Unter all denen, die 1923 bei der Öffnung der Gruft des Tutanchamun zugegen waren, breitete sich alsbald ein ungutes Gefühl aus. Denn nach und nach raffte es die Zeugen hinweg, und die Angst vor dem "Fluch des Pharao" ging um.
Tutanchamun
George Herbert, Earl of Carnarvon, galt unter seinen Zeitgenossen eher als Weichei. Schon als Schüler glänzte er durch Abwesenheit und alberne Streiche und machte später von sich reden, als er als einer der ersten mit dem Automobil durch die Gegend fuhr. Doch nachdem er in Deutschland einen schweren Unfall erlitten hatte, vertrug er das biestige britische Klima nicht mehr und lebte fortan - dem Erbe seines Vaters sei Dank - vorwiegend im angenehmen und seinerzeit bei Abenteurern und Dandys gleichermaßen beliebten Kairo.

#### [AUFGABE 1]
Schreib aus dem Text über Tutanchamun den Abschnitt ab, der mit den Worten „Unter all denen, die“ anfängt und mit „gleichermaßen beliebten Kairo.“ aufhört.
#### [AUFGABE 2]
Was erlitt George Herbert, Earl of Carnarvon, laut dem Text über Tutanchamun in Deutschland, bevor er das britische Klima nicht mehr vertrug?

#### [GESPEICHERTE ZEILEN]
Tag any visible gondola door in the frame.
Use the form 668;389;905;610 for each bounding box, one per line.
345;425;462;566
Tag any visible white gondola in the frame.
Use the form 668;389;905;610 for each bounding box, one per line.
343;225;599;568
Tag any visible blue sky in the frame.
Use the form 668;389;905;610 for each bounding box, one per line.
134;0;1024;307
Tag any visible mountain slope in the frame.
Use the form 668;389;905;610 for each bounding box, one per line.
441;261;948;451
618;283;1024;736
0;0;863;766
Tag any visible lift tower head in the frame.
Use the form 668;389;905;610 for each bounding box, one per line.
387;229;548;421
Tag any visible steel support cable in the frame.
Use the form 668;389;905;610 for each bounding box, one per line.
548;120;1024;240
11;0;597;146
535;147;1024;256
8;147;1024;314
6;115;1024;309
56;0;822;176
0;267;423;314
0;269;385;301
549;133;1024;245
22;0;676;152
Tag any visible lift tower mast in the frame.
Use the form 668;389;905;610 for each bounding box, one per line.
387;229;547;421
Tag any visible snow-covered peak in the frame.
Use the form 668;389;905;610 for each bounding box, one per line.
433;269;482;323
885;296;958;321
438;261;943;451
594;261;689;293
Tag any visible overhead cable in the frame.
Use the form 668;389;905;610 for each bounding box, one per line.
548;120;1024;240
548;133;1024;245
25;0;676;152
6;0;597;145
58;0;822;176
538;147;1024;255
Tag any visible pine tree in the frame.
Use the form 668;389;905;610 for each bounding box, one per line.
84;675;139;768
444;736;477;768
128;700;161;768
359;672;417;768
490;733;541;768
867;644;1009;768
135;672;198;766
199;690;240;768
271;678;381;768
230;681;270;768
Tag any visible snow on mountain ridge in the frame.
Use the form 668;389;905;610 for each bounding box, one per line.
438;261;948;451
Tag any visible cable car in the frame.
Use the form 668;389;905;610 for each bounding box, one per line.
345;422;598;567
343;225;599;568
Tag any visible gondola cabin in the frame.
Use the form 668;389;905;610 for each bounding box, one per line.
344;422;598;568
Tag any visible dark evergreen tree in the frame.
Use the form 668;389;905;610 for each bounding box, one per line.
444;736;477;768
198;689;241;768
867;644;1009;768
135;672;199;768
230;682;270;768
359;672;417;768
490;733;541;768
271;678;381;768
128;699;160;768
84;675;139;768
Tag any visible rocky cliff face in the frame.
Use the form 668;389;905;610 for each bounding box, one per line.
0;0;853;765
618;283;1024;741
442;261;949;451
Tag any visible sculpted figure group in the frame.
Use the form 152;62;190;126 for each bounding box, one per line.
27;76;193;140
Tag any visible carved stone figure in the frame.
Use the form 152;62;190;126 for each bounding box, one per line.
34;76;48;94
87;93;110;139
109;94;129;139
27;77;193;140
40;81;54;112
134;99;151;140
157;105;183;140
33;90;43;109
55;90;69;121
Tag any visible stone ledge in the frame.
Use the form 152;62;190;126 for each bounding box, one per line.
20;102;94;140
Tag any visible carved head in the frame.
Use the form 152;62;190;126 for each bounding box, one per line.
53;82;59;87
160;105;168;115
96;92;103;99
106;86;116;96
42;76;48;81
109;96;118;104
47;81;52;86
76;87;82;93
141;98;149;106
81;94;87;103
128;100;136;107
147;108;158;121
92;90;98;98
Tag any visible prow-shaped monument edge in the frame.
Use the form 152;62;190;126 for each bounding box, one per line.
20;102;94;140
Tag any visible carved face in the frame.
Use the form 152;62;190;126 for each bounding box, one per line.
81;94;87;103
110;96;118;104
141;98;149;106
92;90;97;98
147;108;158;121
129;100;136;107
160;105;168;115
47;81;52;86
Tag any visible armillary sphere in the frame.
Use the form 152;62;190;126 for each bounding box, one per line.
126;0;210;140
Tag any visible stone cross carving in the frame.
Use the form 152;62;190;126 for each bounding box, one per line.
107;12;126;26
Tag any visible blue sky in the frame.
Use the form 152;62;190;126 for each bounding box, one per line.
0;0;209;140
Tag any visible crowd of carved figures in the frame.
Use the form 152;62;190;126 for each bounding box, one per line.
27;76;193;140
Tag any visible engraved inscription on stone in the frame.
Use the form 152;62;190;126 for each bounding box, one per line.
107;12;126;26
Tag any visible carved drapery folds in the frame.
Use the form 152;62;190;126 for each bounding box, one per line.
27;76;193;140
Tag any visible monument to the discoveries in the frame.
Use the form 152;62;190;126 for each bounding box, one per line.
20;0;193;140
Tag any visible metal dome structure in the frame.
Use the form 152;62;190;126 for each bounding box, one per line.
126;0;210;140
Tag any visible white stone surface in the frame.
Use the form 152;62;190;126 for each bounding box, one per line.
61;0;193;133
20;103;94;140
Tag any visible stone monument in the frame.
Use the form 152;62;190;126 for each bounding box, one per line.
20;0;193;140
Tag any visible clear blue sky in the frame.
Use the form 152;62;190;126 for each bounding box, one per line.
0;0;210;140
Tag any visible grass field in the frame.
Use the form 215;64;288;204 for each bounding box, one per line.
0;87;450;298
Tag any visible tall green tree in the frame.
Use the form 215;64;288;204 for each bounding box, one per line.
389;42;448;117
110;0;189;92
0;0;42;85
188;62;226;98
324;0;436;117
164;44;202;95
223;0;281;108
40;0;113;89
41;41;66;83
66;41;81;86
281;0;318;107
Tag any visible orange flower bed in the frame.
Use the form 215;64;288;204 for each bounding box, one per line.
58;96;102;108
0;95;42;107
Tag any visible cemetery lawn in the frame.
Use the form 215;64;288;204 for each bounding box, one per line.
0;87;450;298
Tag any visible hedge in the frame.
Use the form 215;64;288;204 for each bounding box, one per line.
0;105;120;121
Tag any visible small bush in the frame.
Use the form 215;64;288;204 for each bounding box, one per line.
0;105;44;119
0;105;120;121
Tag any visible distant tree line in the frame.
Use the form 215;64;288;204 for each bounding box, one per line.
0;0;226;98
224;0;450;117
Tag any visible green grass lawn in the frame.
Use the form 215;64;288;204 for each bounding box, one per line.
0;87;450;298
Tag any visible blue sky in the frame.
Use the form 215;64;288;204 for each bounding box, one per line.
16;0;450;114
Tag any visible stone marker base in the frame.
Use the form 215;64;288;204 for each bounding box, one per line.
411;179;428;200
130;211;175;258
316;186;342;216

#### [ANTWORT 1]
Unter all denen, die 1923 bei der Öffnung der Gruft des Tutanchamun zugegen waren, breitete sich alsbald ein ungutes Gefühl aus. Denn nach und nach raffte es die Zeugen hinweg, und die Angst vor dem "Fluch des Pharao" ging um.
Tutanchamun
George Herbert, Earl of Carnarvon, galt unter seinen Zeitgenossen eher als Weichei. Schon als Schüler glänzte er durch Abwesenheit und alberne Streiche und machte später von sich reden, als er als einer der ersten mit dem Automobil durch die Gegend fuhr. Doch nachdem er in Deutschland einen schweren Unfall erlitten hatte, vertrug er das biestige britische Klima nicht mehr und lebte fortan - dem Erbe seines Vaters sei Dank - vorwiegend im angenehmen und seinerzeit bei Abenteurern und Dandys gleichermaßen beliebten Kairo.

#### [ANTWORT 2]
Einen schweren Unfall.